▶ _WHAT TO PRODUCE_: Every line in the data below from the one containing "tree silhouette, each" down to the one containing "Query: lit window on tower", both included, must be retyped exactly; no other line is to appear.

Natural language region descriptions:
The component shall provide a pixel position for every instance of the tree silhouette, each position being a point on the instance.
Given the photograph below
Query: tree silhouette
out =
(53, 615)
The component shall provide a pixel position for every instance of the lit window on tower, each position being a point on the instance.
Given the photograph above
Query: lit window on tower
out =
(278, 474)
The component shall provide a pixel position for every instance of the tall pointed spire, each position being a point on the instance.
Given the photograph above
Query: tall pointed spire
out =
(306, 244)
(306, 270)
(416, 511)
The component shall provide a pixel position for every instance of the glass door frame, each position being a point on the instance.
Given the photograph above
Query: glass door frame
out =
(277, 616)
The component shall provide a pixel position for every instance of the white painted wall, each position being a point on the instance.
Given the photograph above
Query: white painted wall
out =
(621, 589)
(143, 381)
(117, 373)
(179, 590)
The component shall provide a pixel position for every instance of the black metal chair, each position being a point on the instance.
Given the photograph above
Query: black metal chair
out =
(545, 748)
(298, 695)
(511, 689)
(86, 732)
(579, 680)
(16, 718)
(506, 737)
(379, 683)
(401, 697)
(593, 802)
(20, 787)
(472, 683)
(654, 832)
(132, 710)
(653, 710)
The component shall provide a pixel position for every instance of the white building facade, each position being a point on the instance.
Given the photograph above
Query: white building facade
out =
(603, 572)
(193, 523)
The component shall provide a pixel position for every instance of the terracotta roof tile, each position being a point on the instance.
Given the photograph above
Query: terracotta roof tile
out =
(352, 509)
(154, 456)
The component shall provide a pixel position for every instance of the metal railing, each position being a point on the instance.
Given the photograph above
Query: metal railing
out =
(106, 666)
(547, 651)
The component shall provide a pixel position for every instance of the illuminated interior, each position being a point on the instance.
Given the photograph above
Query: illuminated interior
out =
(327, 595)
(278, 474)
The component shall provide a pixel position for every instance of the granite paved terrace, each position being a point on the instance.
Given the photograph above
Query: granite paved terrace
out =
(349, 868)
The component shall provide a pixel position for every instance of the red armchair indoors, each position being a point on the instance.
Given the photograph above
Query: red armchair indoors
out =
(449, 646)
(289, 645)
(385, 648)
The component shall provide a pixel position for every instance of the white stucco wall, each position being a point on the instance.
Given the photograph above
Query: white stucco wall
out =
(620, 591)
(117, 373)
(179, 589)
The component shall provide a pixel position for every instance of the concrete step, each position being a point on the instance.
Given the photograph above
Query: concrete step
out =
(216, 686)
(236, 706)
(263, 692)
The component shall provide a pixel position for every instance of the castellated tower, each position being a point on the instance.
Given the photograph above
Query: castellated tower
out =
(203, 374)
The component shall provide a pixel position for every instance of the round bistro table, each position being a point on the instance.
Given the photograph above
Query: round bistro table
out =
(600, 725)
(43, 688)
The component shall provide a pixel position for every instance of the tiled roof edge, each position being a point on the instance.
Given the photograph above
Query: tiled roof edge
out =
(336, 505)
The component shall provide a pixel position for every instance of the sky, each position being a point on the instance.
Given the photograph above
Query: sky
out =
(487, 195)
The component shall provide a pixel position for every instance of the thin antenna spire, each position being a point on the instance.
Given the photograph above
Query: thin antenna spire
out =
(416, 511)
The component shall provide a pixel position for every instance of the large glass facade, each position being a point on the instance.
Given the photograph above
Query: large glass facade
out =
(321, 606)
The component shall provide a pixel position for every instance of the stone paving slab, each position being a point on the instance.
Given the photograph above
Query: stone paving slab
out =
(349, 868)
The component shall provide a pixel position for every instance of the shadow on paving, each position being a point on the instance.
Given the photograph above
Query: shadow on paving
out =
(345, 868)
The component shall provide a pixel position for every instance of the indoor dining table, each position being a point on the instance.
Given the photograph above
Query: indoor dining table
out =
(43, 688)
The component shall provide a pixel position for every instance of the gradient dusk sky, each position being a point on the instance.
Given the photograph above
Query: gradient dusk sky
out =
--
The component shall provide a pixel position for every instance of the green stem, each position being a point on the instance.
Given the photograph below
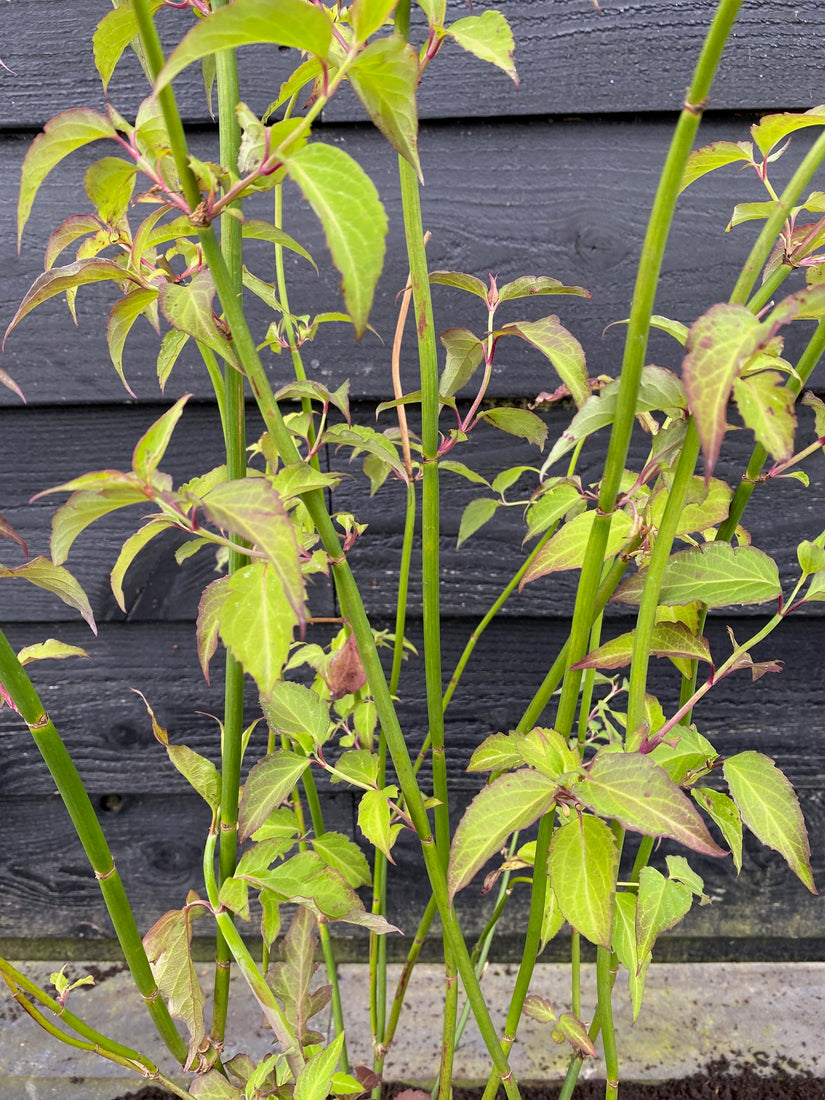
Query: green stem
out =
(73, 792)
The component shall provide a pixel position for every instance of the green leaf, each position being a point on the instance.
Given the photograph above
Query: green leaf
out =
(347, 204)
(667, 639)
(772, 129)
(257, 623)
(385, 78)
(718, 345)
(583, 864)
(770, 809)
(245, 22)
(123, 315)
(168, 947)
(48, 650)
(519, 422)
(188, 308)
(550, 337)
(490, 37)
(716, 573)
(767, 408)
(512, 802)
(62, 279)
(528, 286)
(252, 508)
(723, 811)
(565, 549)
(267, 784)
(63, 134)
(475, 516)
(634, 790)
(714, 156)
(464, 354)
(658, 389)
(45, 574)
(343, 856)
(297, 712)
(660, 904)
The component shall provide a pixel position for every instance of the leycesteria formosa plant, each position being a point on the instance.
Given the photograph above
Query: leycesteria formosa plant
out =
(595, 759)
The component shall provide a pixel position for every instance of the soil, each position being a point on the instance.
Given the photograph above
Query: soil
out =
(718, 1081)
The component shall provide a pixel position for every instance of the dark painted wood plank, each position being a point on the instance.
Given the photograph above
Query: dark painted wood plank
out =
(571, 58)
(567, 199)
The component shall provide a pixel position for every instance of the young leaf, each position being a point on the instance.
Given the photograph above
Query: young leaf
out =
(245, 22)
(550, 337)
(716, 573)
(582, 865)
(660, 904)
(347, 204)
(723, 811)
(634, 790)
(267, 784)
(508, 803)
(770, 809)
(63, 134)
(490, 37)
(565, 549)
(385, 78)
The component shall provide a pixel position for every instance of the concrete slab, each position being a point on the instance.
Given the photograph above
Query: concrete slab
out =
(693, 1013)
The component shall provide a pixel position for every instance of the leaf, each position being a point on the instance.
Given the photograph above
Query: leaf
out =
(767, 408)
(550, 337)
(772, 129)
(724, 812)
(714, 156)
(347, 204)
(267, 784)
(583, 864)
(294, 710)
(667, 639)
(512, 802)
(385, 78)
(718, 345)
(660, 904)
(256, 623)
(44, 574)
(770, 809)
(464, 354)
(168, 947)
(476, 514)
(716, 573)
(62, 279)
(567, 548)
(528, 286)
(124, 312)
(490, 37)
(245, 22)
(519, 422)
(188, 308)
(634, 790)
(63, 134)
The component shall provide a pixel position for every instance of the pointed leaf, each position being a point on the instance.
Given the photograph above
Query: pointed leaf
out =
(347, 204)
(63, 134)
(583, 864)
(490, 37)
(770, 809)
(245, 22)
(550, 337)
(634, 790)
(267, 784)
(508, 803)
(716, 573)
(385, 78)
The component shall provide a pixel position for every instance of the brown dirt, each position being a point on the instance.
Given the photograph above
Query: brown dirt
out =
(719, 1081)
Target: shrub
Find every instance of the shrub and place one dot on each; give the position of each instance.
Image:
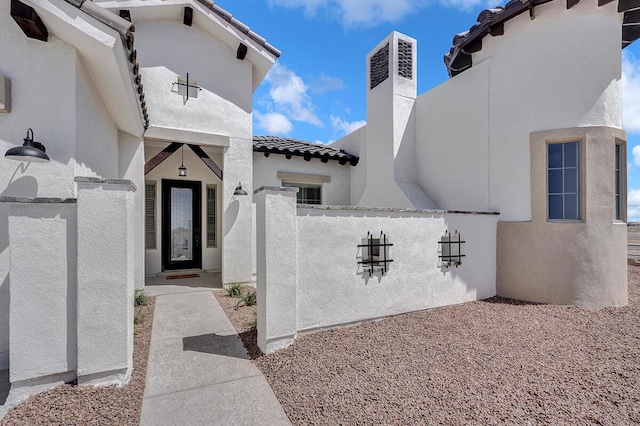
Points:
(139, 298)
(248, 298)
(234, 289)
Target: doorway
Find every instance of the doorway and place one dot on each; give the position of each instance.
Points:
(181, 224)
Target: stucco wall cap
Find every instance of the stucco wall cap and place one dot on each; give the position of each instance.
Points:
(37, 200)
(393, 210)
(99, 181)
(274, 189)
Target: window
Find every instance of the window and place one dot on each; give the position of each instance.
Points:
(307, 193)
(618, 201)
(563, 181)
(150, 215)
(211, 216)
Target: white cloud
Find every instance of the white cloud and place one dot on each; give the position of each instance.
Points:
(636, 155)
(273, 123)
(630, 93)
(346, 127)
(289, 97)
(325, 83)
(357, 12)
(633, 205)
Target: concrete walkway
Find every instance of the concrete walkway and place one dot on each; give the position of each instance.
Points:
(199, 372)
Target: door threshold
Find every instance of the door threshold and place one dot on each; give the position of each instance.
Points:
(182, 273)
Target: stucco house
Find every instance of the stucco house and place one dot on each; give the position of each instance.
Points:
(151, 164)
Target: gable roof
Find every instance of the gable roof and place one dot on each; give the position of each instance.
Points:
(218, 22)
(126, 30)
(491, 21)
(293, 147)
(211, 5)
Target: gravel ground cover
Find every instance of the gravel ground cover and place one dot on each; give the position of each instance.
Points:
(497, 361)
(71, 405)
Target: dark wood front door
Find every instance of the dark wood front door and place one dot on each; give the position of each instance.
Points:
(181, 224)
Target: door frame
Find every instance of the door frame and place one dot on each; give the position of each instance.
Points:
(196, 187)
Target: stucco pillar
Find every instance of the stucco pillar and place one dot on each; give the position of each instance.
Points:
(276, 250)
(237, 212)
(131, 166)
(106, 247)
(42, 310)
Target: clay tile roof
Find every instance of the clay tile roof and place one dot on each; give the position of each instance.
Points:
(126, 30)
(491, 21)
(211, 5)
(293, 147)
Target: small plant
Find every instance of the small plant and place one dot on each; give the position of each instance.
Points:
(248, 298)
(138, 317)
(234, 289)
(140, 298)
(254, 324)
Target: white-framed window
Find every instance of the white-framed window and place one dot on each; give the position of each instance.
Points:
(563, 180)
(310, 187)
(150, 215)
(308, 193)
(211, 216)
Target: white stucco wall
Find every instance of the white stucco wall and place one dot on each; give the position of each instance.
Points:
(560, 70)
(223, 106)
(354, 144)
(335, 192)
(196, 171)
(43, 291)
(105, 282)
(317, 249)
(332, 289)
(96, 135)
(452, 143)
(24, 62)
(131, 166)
...
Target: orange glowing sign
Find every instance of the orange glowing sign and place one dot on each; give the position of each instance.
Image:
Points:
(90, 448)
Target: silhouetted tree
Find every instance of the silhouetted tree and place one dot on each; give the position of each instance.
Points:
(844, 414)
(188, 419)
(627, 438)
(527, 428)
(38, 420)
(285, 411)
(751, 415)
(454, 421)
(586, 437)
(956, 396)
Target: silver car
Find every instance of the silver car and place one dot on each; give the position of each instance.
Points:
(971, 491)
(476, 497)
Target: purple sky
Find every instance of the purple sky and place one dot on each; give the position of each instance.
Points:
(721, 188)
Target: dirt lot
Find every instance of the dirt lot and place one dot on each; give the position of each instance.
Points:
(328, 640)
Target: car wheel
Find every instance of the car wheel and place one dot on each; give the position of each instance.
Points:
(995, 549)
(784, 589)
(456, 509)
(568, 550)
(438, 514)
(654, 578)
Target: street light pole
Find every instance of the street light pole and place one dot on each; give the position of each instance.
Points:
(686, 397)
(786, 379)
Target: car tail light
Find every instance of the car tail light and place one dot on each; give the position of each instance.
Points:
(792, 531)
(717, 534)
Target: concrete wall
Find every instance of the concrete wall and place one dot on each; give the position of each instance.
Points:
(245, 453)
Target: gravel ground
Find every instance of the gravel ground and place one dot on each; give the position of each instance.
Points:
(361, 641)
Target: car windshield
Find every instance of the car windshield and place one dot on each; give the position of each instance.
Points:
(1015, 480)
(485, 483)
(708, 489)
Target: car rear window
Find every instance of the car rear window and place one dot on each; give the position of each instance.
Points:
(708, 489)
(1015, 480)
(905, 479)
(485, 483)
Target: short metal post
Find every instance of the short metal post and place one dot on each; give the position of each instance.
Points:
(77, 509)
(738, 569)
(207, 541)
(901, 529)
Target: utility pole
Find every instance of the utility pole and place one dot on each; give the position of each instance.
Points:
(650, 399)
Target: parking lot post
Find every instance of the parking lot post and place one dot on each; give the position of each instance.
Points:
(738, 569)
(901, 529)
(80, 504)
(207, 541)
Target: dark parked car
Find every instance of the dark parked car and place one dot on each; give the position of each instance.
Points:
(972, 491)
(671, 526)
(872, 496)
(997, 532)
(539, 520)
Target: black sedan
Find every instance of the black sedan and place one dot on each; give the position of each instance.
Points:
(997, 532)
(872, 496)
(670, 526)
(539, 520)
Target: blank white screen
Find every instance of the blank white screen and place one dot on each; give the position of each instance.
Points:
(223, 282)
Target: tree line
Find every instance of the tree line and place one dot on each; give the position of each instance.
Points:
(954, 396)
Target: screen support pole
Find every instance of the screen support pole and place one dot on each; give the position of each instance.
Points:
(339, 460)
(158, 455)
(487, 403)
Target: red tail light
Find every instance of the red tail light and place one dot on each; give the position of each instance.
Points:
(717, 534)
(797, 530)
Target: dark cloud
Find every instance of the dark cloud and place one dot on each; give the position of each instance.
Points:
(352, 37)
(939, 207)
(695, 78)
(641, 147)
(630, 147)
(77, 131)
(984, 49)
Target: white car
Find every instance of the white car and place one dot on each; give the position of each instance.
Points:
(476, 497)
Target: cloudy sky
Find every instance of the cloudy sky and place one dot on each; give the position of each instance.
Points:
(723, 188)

▶ _RESPONSE BELOW_:
The component shall provide a pixel position for every instance of the tree silhouette, each position being a point on the instance.
Given the photograph below
Query: tree silhouette
out =
(53, 615)
The component shall provide a pixel position for every instance of the lit window on tower, each position being a point on the instance.
Given the photograph above
Query: lit window on tower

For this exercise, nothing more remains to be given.